### WORK TASK 1
In the Babiacetus text, copy word for word the part that opens with the words containing "It was named" and closes with "the Harudi Formation.".
### WORK TASK 2
Answer these questions from the Babiacetus text:
(a) After which hills is Babiacetus named?
(b) About how much did Babiacetus weigh?
(c) Who described B. mishrai, and in what year?
### WORK TASK 3
Write the next part of the Babiacetus text, picking up after its last sentence.

### EXERCISE TEXT
Extinct protocetid early whale

Babiacetus is an extinct genus of early cetacean that lived during the late Lutetian middle Eocene of India.
It was named after its type locality, the Harudi Formation in the Babia Hills (: paleocoordinates ), Kutch District, Gujarat, India.

== Discovery ==
Babiacetus was named by Trivedy & Satsangi 1984 in an abstract based on the specimen's type (GSI 19647, left and right dentaries with cheek teeth). Gingerich and colleagues found a skull (GSP-UM 3005, much of a skull and lower jaws) while collecting a skeleton of a new species of Protosiren (Protosiren sattaensis) in the Drazinda Formation (paleocoordinates ) in the Sulaiman Range of Punjab, Pakistan. Gingerich, Arif, Bhatti & Raza 1995 described both the original find and their new specimen.
Bajpai & Thewissen 1998 described B. mishrai from the specimen (RUSB 2512, a partial skull) collected in the Harudi Formation.

== Description ==
Babiacetus is one of the larger protocetids weighing about 830 kg. Its hydrodynamic skull and pointed, anteroposteriorly (front-back) oriented incisors are typical of archaeocetes. A densely ossified auditory bulla and large mandibular canal indicate it was adapted for hearing in water. Babiacetus differs from pakicetids and ambulocetids (more primitive families) by the large mandibular foramen and a medially concave ascending ramus; distinct from remingtonocetids and basilosaurids (more derived families) by the single-cusped trigonid and talonid on the lower molars. Its long synostotic (fused) mandibular symphysis, which reaches as far back as P_{2}, distinguishes it from Pappocetus and Georgiacetus (other protocetids). Its auditory bulla is more narrow than Rodhocetus'. Babiacetus lacks the prominent molar protocone present in Indocetus. The anterior premolars are large.

### SUPPLIED DATA
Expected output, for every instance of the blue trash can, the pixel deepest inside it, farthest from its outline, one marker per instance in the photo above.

### WRITTEN ANSWER 1
It was named after its type locality, the Harudi Formation in the Babia Hills (: paleocoordinates ), Kutch District, Gujarat, India.

== Discovery ==
Babiacetus was named by Trivedy & Satsangi 1984 in an abstract based on the specimen's type (GSI 19647, left and right dentaries with cheek teeth). Gingerich and colleagues found a skull (GSP-UM 3005, much of a skull and lower jaws) while collecting a skeleton of a new species of Protosiren (Protosiren sattaensis) in the Drazinda Formation (paleocoordinates ) in the Sulaiman Range of Punjab, Pakistan. Gingerich, Arif, Bhatti & Raza 1995 described both the original find and their new specimen.
Bajpai & Thewissen 1998 described B. mishrai from the specimen (RUSB 2512, a partial skull) collected in the Harudi Formation.

### WRITTEN ANSWER 2
(a) The Babia Hills
(b) About 830 kg
(c) Bajpai & Thewissen, in 1998

### WRITTEN ANSWER 3
The mandible is longer in B. indicus than in B. mishrai, and P_{1} is single-rooted in the former but double-rooted in the latter. The diastemata between P_{1} and P_{4} in B. indicus is absent in B. mishrai. B. indicus has larger cheek teeth and a larger M_{3}.

== Palaeobiology ==
The teeth of Babiacetus exhibit substantial spalling, suggesting that this cetacean fed on hard-bodied prey of relatively large size. To date, only cranial remains have been found, hence nothing is known of Babicetus' mode of locomotion or degree of aquatic adaptation.